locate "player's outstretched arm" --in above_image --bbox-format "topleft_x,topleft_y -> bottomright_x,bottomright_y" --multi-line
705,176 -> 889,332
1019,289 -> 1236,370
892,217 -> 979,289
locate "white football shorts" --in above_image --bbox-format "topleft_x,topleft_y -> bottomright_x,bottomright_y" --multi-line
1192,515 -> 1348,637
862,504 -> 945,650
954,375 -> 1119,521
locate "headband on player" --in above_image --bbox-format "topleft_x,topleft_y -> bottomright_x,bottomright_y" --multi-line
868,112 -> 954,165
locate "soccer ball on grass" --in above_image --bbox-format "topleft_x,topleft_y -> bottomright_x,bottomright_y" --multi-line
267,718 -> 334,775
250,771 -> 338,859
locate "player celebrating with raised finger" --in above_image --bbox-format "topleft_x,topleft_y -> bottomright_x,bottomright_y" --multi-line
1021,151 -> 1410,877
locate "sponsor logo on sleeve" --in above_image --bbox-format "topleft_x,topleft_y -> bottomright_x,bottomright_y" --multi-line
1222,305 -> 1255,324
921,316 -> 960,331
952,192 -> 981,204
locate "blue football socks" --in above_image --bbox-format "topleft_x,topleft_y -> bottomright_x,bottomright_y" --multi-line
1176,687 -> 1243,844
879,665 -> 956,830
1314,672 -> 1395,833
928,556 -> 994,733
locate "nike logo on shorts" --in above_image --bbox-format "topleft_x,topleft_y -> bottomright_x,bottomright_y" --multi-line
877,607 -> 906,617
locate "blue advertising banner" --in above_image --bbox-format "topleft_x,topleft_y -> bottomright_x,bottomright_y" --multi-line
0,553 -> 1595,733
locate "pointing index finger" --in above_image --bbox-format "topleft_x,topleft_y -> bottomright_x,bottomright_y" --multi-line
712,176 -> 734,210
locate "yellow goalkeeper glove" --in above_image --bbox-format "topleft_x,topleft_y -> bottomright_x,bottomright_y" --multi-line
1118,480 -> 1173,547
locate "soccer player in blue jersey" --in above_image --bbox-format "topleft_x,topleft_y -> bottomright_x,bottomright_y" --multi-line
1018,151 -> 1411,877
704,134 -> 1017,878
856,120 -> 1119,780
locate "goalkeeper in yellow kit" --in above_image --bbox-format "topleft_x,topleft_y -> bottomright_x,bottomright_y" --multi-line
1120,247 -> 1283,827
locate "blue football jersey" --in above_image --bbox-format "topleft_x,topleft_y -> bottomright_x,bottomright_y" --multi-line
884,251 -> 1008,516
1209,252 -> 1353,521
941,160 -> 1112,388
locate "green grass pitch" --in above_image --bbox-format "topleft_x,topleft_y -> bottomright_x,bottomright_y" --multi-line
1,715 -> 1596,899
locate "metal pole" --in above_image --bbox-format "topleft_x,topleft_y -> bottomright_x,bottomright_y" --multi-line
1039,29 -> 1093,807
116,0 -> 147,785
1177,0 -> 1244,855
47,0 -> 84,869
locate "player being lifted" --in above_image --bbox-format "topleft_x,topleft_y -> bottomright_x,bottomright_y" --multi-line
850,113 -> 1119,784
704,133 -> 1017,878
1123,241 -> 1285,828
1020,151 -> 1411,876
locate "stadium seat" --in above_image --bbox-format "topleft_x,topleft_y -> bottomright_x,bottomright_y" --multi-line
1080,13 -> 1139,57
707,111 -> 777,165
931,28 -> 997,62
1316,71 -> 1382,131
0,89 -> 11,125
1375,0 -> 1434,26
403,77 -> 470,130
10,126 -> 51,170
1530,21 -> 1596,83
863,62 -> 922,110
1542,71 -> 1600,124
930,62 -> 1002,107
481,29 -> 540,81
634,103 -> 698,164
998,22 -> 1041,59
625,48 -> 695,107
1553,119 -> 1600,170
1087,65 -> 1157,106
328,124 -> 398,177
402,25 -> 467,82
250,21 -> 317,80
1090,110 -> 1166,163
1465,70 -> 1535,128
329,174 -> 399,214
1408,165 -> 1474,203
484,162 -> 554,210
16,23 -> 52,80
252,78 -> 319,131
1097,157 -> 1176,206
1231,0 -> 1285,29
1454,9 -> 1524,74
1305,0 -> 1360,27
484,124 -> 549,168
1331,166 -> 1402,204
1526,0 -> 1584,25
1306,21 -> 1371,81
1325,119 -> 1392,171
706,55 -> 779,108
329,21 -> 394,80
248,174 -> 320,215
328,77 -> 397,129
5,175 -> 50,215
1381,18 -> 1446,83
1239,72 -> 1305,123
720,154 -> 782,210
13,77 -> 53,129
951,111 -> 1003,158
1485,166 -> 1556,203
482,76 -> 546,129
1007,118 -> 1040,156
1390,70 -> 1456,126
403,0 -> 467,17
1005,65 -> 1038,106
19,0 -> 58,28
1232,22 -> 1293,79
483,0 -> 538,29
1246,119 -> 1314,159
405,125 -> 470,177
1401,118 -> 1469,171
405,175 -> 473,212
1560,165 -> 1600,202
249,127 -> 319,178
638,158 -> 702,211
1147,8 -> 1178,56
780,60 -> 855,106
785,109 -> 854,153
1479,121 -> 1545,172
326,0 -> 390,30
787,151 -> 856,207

**Directions for this task:**
Restate every record verbatim.

**Answer below:**
locate "player's outstretched arm" --in above_image --bbox-format "topleft_x,topleft_y -> bottomright_x,bottomright_y" --multi-line
705,176 -> 889,332
1019,289 -> 1236,370
892,217 -> 979,289
locate "white football shorts" --in above_image --bbox-format "topleft_x,topleft_y -> bottomright_x,bottomright_y" --multi-line
1192,515 -> 1348,637
862,504 -> 945,650
954,375 -> 1119,521
locate "headband on player" --in above_image --bbox-format "topleft_x,topleft_y -> bottomright_x,bottomright_y" --multi-line
868,112 -> 954,165
locate "soccer ball on grass" --in above_image --bbox-format "topleft_x,topleft_y -> bottomright_x,bottomright_y" --multi-line
267,718 -> 334,775
250,771 -> 338,859
locate "player celebrating with raised finger" --in above_image --bbox-format "topleft_x,topleft_y -> bottomright_x,bottomright_y" --multi-line
1021,151 -> 1410,877
locate "sponsor logo on sleeve" --in above_image --bbox-format "topleft_x,topleft_y -> bottomright_x,bottomright_y" --multi-line
1222,305 -> 1255,324
921,316 -> 960,331
952,192 -> 981,204
locate "blue football socks" --in above_image --bbox-format "topleft_x,topleft_y -> bottomright_x,bottomright_y" --multi-line
1176,687 -> 1243,844
879,665 -> 956,830
1314,672 -> 1395,833
928,556 -> 994,733
locate "nike logo on shorts" --in above_image --bbox-format "topleft_x,topleft_y -> bottomright_x,bottomright_y" --multi-line
877,607 -> 906,617
locate "blue advertising banner" --in above_image --bbox-format "topleft_x,topleft_y -> bottomright_x,bottomright_y" --multi-line
0,553 -> 1595,733
locate "pointing index finger" --in above_image --bbox-format "topleft_x,topleft_y -> bottomright_x,bottomright_y" --multi-line
712,176 -> 734,210
locate "yellow goalkeeper glove" --in above_image --bbox-format "topleft_x,topleft_y -> bottomright_x,bottomright_y" --multi-line
1118,480 -> 1173,547
locate "soccer player in blue jersey" --in above_image --bbox-format "topleft_x,topleft_y -> bottomright_x,bottomright_y" --multi-line
1018,151 -> 1411,877
704,134 -> 1017,878
856,120 -> 1119,780
locate "goalkeeper in yellow kit" --in above_image --bbox-format "topleft_x,topleft_y -> bottomright_x,bottomright_y" --multi-line
1120,247 -> 1283,827
locate "blue football jersey" --in above_image --bbox-format "topleft_x,topleft_y -> bottomright_x,bottomright_y" --multi-line
884,251 -> 1008,516
1209,252 -> 1353,521
941,160 -> 1112,388
locate "green grass pitch" --in above_image --bbox-format "topleft_x,topleft_y -> bottomright_x,bottomright_y" --multi-line
1,715 -> 1596,899
locate "metal pole" --in above_image --bbox-format "topleft_x,topleft_y -> bottomright_x,bottomright_y" --multi-line
1039,29 -> 1093,807
116,0 -> 147,785
1177,0 -> 1244,855
47,0 -> 84,869
locate "player being lifted" --in above_image --bbox-format "topleft_x,topleft_y -> bottomright_x,bottomright_y" --multi-line
850,113 -> 1119,784
704,133 -> 1017,878
1123,241 -> 1285,828
1020,151 -> 1411,876
locate "stadium seat" --in above_image --bbox-format "topleft_x,topleft_y -> bottomright_x,bottomright_y" --multi-line
1080,13 -> 1139,57
707,111 -> 777,165
931,28 -> 997,62
1316,71 -> 1382,131
0,89 -> 11,125
1375,0 -> 1434,26
403,77 -> 470,130
10,126 -> 51,170
1530,21 -> 1596,83
863,62 -> 922,110
1542,71 -> 1600,124
930,62 -> 1002,107
481,29 -> 540,81
634,103 -> 698,164
998,22 -> 1041,59
625,48 -> 695,107
1553,119 -> 1600,170
1087,65 -> 1157,106
328,124 -> 398,177
402,25 -> 467,82
250,21 -> 317,80
1090,110 -> 1166,163
1465,70 -> 1535,128
329,174 -> 399,214
1408,165 -> 1474,203
484,162 -> 554,210
16,23 -> 52,80
252,78 -> 319,131
1097,157 -> 1176,206
1231,0 -> 1285,29
1454,9 -> 1524,74
1305,0 -> 1360,27
484,124 -> 549,168
1331,166 -> 1402,204
1526,0 -> 1584,25
1306,21 -> 1371,81
1325,119 -> 1392,171
706,55 -> 779,108
329,21 -> 394,80
248,174 -> 320,215
328,77 -> 397,129
5,175 -> 50,215
1381,18 -> 1446,83
1239,72 -> 1305,123
720,154 -> 782,210
13,77 -> 53,129
951,111 -> 1003,158
1485,166 -> 1556,203
482,76 -> 546,129
1007,118 -> 1040,156
1390,70 -> 1456,126
403,0 -> 467,17
1005,65 -> 1038,106
19,0 -> 58,28
1232,22 -> 1293,79
483,0 -> 538,29
1246,119 -> 1314,159
405,125 -> 470,177
1401,118 -> 1469,171
405,175 -> 473,212
1560,165 -> 1600,202
249,127 -> 319,178
638,158 -> 702,211
1147,8 -> 1178,56
780,60 -> 855,106
785,109 -> 854,153
1479,121 -> 1545,172
326,0 -> 390,30
787,151 -> 856,207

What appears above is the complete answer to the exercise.